▶ THE TASK:
Word for word, restate every line from the one with "point: stem -- one" through the end of the records below, both included, and add nothing.

▶ ENTRIES SUPPLIED:

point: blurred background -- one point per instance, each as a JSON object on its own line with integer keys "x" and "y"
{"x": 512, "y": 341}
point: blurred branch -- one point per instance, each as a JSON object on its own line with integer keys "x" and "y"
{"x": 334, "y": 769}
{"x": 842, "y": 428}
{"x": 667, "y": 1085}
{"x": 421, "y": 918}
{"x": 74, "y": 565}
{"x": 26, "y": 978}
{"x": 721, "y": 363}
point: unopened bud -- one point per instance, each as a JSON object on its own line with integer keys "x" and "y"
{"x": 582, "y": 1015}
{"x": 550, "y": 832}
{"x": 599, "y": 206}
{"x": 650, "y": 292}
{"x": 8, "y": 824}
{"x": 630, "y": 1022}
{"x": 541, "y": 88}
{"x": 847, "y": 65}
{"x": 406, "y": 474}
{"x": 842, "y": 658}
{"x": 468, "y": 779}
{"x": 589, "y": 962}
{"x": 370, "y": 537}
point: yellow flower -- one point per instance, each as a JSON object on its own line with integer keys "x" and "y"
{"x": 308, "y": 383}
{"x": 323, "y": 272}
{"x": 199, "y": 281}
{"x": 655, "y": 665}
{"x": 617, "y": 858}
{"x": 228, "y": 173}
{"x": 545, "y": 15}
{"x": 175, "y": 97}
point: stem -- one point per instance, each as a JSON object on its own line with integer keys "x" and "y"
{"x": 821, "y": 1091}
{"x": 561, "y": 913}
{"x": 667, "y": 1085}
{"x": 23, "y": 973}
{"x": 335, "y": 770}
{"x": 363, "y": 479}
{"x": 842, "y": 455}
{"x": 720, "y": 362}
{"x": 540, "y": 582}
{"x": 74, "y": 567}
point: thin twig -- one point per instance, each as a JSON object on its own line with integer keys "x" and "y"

▶ TASK RESULT:
point: stem -- one point per instance, each as a JSON object on its own line with integer keys "x" and "y"
{"x": 821, "y": 1091}
{"x": 561, "y": 913}
{"x": 667, "y": 1085}
{"x": 23, "y": 973}
{"x": 335, "y": 770}
{"x": 363, "y": 479}
{"x": 842, "y": 455}
{"x": 720, "y": 362}
{"x": 540, "y": 582}
{"x": 74, "y": 567}
point: thin twig -- one point per instance, each as a JSON object on its own line with integer keys "x" and "y"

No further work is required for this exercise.